En este siglo que tanto encandiló a los viajeros
románticos de Francia y Alemania, la monarquía española aporta a la Tauromaquia
una dama de alto fuste, hija primogénita de la reina Isabel II: la Infanta
Isabel de Borbón, popularmente conocida como La Chata, a quien el gobierno de
la Segunda República permitió que siguiera en España cuando su sobrino, el rey
Alfonso XIII partió para el exilio, detalle generoso y cortés que la Infanta
rechazó. Fue la primera dama del Palacio Real que confesó su debilidad
(puramente taurina) por un torero, el madrileño Vicente Pastor. También en la
etapa “alfonsina” que marcan el final del siglo XIX y comienzo del XX, los dos
reyes Borbón gustaban de acudir a los toros en la vieja plaza de la carretera
de Aragón de Madrid o en las de otras capitales españolas, acompañados de sus
regias esposas. Alfonso XII, admiraba a Mazzantini y su hijo póstumo, Alfonso
XIII era “gallista” acérrimo.
Como todo el mundo sabe, en el interregno
franquista la realeza estaba también exiliada; pero cuando don Juan Carlos de
Borbón, aún Príncipe, comenzó a tomar posiciones para el futuro relevo en la
jefatura del Estado, ya se le vio con frecuencia en las barreras de las plazas
de toros y a manifestar su afición por el arte del toreo. Su sola presencia era
una fehaciente declaración de intenciones: apoyo a la Tauromaquia, sin fisuras.
En esa tesitura alcancé a conocerle y a
intercambiar con él las palabras que el respeto y la cortesía me permitían,
dentro de la prudente distancia que exigía el protocolo. Puedo decir, y digo,
que siempre procuró animar a la cercanía, y su mirada parecióme de exquisita
bondad. Fumador empedernido y jugador de mus, la verdad sea dicha, no le pegaba
nada la figurada corona.

» DATOS DEL LISTADO

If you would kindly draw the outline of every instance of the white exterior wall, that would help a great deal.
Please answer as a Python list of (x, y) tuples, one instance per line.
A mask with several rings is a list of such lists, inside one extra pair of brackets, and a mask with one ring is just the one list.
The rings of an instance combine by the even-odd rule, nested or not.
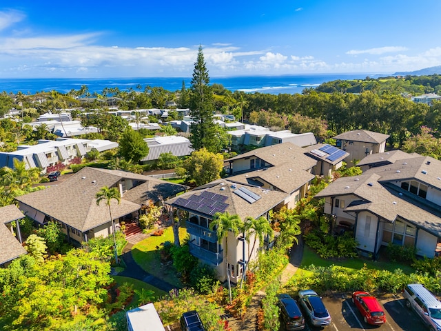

» EJERCICIOS PROPUESTOS
**a.** Responde a estas preguntas sobre el texto de la realeza y los toros:
(i) ¿Por qué torero confesó su debilidad la Infanta Isabel de Borbón?
(ii) ¿A qué torero admiraba Alfonso XII?
(iii) ¿A qué juego era aficionado don Juan Carlos de Borbón?
**b.** Prosigue el texto sobre la realeza y los toros a partir de su última oración.
El listado no tiene relación alguna con el texto sobre la realeza y los toros.

» RESPUESTAS
**a.**
(i) Por el madrileño Vicente Pastor.
(ii) A Mazzantini.
(iii) Al mus.

**b.**
Hago estas reflexiones a pie de teclado porque los
aficionados a los toros deben saber que, al menos durante las dos últimas
centurias, hemos tenido a un Borbón de máxima jerarquía empujando a favor de
obra. Lamentablemente, algunos de los que se partían las manos aplaudiendo y
vitoreándole a grito pelado cuando aparecía en el Palco de Honor de una plaza
de toros, ahora incendian las redes sociales, pidiendo su cabeza por una
cuestión de dineros envueltos en extrañas enaguas. Y uno, la verdad, no sabe a
qué atenerse. Espero que la Justicia se ocupe del asunto y que salga el sol por
donde deba salir, para dar luz a cuestión tan escabrosa. Don Juan Carlos, se va
de España. Y con él, un aficionado taurino irremplazable.
No ahondaré más en la cuestión. Eso sí: aún
recuerdo mi noche en vela de aquél 23-F del 81, cuando a pie firme estuve
pendiente de las luces que iluminaban el patio de armas de la Capitanía General
de Valladolid. ¿Sacaría el general los tanques a la calle? No salieron, porque
hubo un Rey con mayúscula, vestido con uniforme
militar de máximo rango, que apareció en la pantalla del televisor y
puso firmes a los discordantes, tranquilizando a la población. Se llama Juan Carlos de Borbón y
Borbón, Juan Carlos I de España. De no haber tomado al toro por los cuernos,
muchos de los chiquilicuatres que ahora despotrican en el sagrado nombre de la
democracia, no estarían en situación de libertad absoluta para opinar a grifo
abierto y pecho descubierto. Y mucho menos ocupando un escaño en el Parlamento
español.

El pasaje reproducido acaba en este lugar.